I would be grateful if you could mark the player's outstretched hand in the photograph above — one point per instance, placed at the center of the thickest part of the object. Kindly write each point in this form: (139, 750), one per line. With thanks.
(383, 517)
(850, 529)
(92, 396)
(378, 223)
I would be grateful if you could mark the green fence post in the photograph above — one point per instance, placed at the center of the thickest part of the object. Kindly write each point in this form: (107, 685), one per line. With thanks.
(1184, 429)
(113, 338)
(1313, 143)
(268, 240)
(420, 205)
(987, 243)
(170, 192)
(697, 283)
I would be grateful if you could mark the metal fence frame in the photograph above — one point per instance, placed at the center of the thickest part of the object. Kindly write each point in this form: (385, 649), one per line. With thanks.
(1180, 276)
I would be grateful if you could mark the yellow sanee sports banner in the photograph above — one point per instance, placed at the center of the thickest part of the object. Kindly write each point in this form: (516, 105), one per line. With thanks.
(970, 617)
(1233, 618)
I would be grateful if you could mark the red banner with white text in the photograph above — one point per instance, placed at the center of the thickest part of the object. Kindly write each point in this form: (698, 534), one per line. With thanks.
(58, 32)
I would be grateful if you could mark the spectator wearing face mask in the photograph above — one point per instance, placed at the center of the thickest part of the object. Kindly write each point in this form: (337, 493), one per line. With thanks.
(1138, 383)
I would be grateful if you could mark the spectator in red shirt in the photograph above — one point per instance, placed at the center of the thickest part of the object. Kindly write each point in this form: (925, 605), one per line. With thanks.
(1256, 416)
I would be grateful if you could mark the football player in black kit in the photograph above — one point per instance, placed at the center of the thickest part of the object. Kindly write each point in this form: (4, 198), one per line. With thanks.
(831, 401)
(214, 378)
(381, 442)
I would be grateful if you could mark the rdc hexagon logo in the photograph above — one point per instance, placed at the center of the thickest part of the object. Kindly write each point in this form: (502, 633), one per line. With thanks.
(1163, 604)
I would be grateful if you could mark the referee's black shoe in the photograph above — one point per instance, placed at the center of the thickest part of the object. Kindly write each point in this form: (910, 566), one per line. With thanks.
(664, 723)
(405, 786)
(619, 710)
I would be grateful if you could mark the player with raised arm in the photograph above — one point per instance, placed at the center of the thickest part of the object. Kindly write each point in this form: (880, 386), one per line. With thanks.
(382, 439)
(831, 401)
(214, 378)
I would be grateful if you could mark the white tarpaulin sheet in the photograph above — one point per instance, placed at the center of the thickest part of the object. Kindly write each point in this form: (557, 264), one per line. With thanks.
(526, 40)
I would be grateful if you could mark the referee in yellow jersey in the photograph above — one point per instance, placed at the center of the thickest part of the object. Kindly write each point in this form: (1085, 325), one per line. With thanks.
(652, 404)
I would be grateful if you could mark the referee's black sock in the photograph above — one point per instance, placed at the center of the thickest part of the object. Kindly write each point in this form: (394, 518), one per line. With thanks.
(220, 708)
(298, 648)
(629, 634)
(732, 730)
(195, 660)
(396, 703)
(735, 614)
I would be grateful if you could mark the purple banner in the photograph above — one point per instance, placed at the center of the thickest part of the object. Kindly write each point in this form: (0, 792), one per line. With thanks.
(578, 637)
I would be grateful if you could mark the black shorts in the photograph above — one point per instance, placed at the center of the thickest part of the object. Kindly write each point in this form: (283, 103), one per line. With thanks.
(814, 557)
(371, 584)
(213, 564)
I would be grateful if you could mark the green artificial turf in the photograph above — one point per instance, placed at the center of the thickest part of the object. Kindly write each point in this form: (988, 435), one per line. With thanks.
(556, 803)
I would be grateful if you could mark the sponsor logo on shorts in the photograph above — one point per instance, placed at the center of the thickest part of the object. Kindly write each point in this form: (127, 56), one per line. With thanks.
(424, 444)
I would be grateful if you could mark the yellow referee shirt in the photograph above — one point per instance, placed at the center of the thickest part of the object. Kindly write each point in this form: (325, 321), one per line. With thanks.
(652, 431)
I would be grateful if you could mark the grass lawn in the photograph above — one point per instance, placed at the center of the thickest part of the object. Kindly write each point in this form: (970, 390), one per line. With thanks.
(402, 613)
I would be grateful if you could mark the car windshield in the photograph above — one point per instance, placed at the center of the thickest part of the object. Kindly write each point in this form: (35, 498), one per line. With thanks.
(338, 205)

□ □ □ □ □ □ □

Return all of the lines above verbatim, without any alteration.

Expected output:
I would be grateful if you could mark the player's outstretched hand in the photograph above — one point per instance, placed at the center of the thickest part of the object. Kindly write each point in this form: (139, 750), one per line. With thanks.
(383, 517)
(850, 529)
(92, 396)
(378, 223)
I would be grateful if you could mark the green fence post in the photograph above — one point per instance, placed at the center of the thickest part of the object. Kindly write each point in this form: (107, 685), one per line. With thanks.
(1184, 429)
(113, 338)
(1313, 143)
(268, 240)
(420, 205)
(987, 243)
(170, 192)
(697, 283)
I would be grateful if you could mark the metal fence frame in the photograph above — one point per instance, placed at the center of the thickest part of the object. Kindly write each point in this form: (385, 649), one per line. With thanks.
(1180, 276)
I would be grateful if you could mark the yellow sanee sports banner in the photograph above — one point per instance, placed at the center of the thickest part of the object. Kindly write each point in this form: (516, 105), one per line. With thanks.
(970, 617)
(1233, 618)
I would be grateful if you could mark the red banner with white text in the photograph above — one point per instance, placed at the center of the thickest part of the object. Kindly write each point in this form: (698, 534), one per line. With thanks.
(58, 32)
I would be grateful if you could mark the spectator wearing face mask in the photograph above — one point per instance, placed at the center of the thickest part of the object. Kindly write each point in this form: (337, 493), one per line. With thanks.
(1138, 383)
I would be grateful if you could mark the spectator in red shirt in the photograph above — one point per instance, placed at the center of the thickest part of the object. Kindly write each point in this form: (925, 605), one per line. With thanks.
(1256, 416)
I would be grateful if you could mark the football player in black kit in the photograph above — one point per instance, placed at the center of the thickest part of the object. Kindly write each point in this form: (4, 198), one per line. With thanks.
(831, 401)
(214, 378)
(381, 442)
I would be grateful if you could mark the rdc hexagon logo in the photograph above — one point per instance, placed at the center of the thickest part of the object. Kindly write each point in this form: (502, 633), one per line. With thanks.
(1163, 604)
I would be grateful if you could mark the referee's black shoe in the photograph above — one point per instance, placed at the center of the thickest part of the object. Kindly write each point in this form: (910, 566), one per line. With thanks.
(664, 723)
(405, 786)
(619, 710)
I would be grateful if you could mark the player with raised arm in the photograph above — one point per instance, placed at the center of the thickest part of the object. Kindly write each point in this form: (880, 386), one per line. With thanks.
(382, 439)
(831, 401)
(214, 378)
I would be grateful if you could mark the white tarpaulin sheet in the photograph above — one point per instance, placed at the center of the thickest part of the object. Kindly write each point in this form: (557, 264), one per line. With thanks.
(526, 40)
I would be grateful if you could mark the referee in yellow jersey in the photograph above — one point per instance, placed at the center of the thickest part of the object. Kindly write each point in this form: (1085, 325), one per line. With thanks.
(652, 404)
I would be grateful if you could mark the referee's black sock in the photograph above — one point per instance, placed at the center of the thickest part of the object. Kindly write each point in this form: (394, 518), one per line. With thanks.
(220, 708)
(298, 648)
(629, 634)
(732, 730)
(195, 660)
(396, 703)
(735, 614)
I would be grateful if you could mark the purple banner in the photograph above — one point per instance, placed at the center of the thickest part of the object. Kindly write each point in this form: (0, 792), one per line. With thanks.
(578, 637)
I would be grateful if you could mark the black shorts in the photograph above — one point per instance, placed at the center of the thickest part of the object. Kindly write each point in this form: (283, 103), one per line. With thanks.
(814, 557)
(371, 584)
(213, 564)
I would be grateful if you could mark the green artificial turf in the photograph above — one point per instance, placed at the center of the thickest part of the object. Kindly write each point in this form: (988, 435), one per line. With thanks.
(556, 803)
I would be grateful if you could mark the sponsor logo on shorts in the photograph above — one point per instance, placed at the center of the thickest part of the object. Kindly write each point in this form: (127, 56), one per line. With thanks.
(424, 444)
I would be grateful if you could mark the yellow referee shirt in the photograph above — one point per instance, placed at the center of the thickest part of the object. Kindly write each point in this form: (325, 321), one per line. With thanks.
(652, 431)
I would be grateful if you could mark the grass lawn in the photograph above — one point per instance, placed at the center of the thickest part of the object. Kindly write each point in this form: (970, 390), one per line. With thanks.
(402, 613)
I would be grateful if you could mark the car windshield in the photograph above — one point per instance, placed at the center of the thickest part of the object. Kindly write each point in this form: (35, 498), one per line. With thanks.
(338, 205)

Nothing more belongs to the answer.